## [Exercise task 1]
Translate the sentence "Not bad for our first order." from the Phlatbed delivery thread into Spanish.

## [Text segment]
** BEGIN **
# Phlatbed Delivery today



## Aubrey Jones (Jan 28, 2020)

Not bad for our first order. Driver was cool, easy going. Might use again.


----------



## AstonNC (Jan 27, 2020)

nice...


----------



## Wonderwall2 (Jan 30, 2020)

I signed up for this two weeks ago. First load today....I might transition from Postmates. 2 hour gig and made $80 picking up an item from Costco right outside Baltimore.


----------



## johnx (Jul 29, 2017)

Wonderwall2 said:


> I signed up for this two weeks ago. First load today....I might transition from Postmates. 2 hour gig and made $80 picking up an item from Costco right outside Baltimore.


how many miles total?


----------



## Wonderwall2 (Jan 30, 2020)

johnx said:


> how many miles total?


about 16 miles total


----------



## itsablackmarket (May 12, 2015)

Is a truck required or did the geniuses realize that certain items can fit in cars?


----------



## johnx (Jul 29, 2017)

Wonderwall2 said:


> about 16 miles total


curious why 16 miles took 2 hours. Assembly?


----------



## WhippedCream (Jan 3, 2020)

johnx said:


> curious why 16 miles took 2 hours. Assembly?


AstonNC and wonder wall are the same people (guy/guys who own Phlatbed)

I did download the app probably won't get around to finish signing up


----------



## Wonderwall2 (Jan 30, 2020)

WhippedCream said:


> AstonNC and wonder wall are the same people (guy/guys who own Phlatbed)
> 
> I did download the app probably won't get around to finish signing up


You need to stop with the trolling. I'm sure your application was denied is why you came here to pick fights.



johnx said:


> curious why 16 miles took 2 hours. Assembly?


No assembly, just picked up and dropped off. Customer made some minor scheduling changes


----------



## WhippedCream (Jan 3, 2020)

Wonderwall2 said:


> You need to stop with the trolling. I'm sure your application was denied is why you came here to pick fights.


Haha I'll give your app a shot one day.. Good luck

unusable
Feb 4, 2020
a01000110101011010101
This app requires you to turn on your location settings and WILL NOT let you enter the pickup location manually. So you have to be physically standing in the pickup spot at the time you make the order AND it doesn't even pick up your location correctly. I would enter the address manually, confirm it was correct, and the app kept changing it to a different address, where it thought I was. I was NOT ABLE to simply enter the correct address. This has some of the worst functionality I've ever seen and is literally unusable - you can't schedule future requests and if you do happen to be standing with the item you wish to move, you just have to hope it picks up your location correctly, otherwise the app is completely useless.
** END **
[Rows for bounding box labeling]
** BEGIN **
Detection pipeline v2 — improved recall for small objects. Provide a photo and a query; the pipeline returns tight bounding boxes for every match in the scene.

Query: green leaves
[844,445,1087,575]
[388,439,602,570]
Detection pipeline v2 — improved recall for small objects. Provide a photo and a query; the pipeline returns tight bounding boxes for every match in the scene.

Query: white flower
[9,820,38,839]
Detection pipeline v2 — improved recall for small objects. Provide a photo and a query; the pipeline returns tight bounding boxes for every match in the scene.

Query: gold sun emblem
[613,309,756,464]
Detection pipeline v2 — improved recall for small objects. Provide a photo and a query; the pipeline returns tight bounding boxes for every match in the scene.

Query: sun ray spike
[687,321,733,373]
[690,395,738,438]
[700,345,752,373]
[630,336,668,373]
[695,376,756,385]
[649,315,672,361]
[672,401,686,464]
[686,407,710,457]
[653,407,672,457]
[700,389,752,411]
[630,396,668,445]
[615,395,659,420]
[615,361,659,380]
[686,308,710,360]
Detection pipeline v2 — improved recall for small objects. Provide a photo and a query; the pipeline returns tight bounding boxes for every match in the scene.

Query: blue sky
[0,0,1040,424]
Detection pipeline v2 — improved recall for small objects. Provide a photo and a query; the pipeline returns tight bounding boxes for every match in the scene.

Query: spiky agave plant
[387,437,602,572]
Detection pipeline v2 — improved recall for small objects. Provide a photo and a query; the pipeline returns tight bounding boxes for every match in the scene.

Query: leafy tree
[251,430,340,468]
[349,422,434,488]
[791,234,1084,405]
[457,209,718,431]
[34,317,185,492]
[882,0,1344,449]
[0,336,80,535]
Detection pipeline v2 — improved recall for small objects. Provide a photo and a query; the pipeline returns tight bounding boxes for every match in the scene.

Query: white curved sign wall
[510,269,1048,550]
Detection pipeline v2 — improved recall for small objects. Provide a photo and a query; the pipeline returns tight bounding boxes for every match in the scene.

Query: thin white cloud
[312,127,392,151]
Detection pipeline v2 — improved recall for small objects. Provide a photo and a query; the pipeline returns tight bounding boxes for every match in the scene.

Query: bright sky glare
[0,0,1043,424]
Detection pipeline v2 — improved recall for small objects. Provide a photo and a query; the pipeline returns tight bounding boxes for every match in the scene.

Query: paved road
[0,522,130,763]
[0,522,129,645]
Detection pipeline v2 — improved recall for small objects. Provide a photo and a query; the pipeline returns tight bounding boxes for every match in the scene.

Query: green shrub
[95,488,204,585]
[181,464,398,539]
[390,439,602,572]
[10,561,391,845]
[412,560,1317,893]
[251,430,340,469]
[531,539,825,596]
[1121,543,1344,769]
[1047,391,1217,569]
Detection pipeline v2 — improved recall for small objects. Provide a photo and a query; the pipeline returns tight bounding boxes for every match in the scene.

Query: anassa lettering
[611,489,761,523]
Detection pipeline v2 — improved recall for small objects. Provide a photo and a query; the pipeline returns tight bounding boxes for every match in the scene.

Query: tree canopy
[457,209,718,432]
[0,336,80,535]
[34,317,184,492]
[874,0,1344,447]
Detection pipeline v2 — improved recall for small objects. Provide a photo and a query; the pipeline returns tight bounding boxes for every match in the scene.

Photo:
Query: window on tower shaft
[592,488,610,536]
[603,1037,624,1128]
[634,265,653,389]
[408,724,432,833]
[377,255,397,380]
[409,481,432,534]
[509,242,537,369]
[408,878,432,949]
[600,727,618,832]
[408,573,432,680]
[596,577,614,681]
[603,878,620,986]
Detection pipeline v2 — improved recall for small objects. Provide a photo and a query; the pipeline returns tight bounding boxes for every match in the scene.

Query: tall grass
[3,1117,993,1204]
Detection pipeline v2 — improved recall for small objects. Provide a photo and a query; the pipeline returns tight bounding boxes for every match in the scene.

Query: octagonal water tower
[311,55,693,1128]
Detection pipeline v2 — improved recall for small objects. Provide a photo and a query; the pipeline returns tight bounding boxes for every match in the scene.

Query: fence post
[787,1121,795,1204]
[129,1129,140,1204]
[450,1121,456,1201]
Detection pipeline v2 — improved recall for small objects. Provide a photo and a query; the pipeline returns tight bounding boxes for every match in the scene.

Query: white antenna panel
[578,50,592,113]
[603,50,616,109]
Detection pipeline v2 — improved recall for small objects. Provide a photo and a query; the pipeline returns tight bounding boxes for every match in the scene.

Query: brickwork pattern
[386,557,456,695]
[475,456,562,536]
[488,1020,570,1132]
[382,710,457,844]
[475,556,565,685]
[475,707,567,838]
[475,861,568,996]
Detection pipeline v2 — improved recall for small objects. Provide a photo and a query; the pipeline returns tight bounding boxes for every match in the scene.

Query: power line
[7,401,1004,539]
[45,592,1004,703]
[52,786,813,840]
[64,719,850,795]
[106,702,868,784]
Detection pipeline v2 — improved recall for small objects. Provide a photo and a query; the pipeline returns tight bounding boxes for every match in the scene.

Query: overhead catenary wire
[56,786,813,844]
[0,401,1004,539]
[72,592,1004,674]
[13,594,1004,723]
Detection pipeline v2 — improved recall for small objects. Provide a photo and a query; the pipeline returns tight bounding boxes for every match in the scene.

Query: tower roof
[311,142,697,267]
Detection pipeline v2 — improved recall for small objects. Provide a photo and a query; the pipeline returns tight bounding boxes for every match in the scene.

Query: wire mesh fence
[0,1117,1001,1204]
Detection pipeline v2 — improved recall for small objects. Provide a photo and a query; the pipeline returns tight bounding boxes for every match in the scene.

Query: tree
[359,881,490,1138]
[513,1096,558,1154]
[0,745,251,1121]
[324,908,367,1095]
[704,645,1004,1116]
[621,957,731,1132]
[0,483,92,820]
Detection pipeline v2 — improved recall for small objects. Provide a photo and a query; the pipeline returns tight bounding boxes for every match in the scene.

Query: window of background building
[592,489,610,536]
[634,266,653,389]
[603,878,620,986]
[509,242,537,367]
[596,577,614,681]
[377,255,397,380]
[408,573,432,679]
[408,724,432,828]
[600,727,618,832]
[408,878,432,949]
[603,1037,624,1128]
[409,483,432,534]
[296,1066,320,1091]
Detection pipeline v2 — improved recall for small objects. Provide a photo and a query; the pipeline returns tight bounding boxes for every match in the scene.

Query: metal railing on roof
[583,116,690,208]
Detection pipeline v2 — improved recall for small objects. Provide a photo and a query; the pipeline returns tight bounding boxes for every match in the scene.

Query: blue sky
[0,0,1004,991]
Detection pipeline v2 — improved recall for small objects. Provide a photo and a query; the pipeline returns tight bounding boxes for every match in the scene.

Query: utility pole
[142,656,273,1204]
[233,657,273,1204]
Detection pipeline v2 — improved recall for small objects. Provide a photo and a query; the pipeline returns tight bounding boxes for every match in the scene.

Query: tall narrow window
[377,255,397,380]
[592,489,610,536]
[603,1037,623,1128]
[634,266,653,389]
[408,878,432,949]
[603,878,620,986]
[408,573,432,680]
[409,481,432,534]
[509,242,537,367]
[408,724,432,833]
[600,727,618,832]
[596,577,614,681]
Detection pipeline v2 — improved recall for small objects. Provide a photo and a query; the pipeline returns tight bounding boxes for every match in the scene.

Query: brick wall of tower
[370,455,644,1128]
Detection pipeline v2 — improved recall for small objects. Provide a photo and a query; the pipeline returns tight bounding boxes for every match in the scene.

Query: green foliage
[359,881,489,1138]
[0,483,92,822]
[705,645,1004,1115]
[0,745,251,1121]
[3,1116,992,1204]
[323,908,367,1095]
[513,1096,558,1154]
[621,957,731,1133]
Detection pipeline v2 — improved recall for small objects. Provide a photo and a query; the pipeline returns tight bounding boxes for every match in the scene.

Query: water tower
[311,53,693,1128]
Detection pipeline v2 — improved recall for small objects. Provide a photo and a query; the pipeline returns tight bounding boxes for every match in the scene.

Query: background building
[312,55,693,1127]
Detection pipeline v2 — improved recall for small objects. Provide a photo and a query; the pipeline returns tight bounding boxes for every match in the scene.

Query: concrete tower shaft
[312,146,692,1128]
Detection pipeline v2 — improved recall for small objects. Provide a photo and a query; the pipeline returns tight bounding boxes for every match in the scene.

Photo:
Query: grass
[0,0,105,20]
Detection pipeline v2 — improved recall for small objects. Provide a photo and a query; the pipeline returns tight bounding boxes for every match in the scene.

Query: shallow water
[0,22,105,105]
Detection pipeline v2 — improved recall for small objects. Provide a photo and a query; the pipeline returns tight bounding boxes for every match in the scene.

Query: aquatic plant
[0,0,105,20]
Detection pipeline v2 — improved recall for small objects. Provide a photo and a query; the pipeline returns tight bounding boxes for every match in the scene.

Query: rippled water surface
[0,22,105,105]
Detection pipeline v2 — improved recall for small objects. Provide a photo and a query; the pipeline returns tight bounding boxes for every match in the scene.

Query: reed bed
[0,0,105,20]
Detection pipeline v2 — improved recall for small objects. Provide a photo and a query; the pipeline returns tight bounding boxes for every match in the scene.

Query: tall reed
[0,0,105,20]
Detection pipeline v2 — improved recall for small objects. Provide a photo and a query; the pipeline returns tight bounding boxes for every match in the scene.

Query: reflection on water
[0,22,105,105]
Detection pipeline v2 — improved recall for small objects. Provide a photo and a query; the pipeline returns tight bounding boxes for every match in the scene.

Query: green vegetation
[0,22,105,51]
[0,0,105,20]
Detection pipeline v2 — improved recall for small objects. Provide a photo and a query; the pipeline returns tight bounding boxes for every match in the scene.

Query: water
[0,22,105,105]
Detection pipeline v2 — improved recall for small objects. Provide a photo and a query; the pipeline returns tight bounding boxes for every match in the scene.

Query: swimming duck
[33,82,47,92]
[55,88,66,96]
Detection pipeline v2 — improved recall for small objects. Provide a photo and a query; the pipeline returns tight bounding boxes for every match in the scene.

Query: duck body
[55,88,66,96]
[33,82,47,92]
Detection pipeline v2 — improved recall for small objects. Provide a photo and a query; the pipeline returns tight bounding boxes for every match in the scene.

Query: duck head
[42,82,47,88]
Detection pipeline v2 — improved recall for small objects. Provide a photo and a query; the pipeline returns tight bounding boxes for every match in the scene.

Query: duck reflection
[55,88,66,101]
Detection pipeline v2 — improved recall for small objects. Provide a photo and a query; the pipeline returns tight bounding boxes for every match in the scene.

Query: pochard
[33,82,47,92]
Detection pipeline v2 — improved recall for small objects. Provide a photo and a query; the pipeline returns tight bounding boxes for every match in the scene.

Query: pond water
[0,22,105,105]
** END **
## [Exercise task 2]
Reproduce the rows word for word, from the first line of the rows through the line holding "[613,309,756,464]", both lines included.

## [Solution 1]
No está mal para nuestro primer pedido.

## [Solution 2]
Detection pipeline v2 — improved recall for small objects. Provide a photo and a query; the pipeline returns tight bounding boxes for every match in the scene.

Query: green leaves
[844,445,1087,575]
[388,439,602,570]
Detection pipeline v2 — improved recall for small objects. Provide a photo and a query; the pipeline returns tight bounding boxes for every match in the scene.

Query: white flower
[9,820,38,839]
Detection pipeline v2 — improved recall for small objects. Provide a photo and a query; the pipeline returns tight bounding boxes for every match in the scene.

Query: gold sun emblem
[613,309,756,464]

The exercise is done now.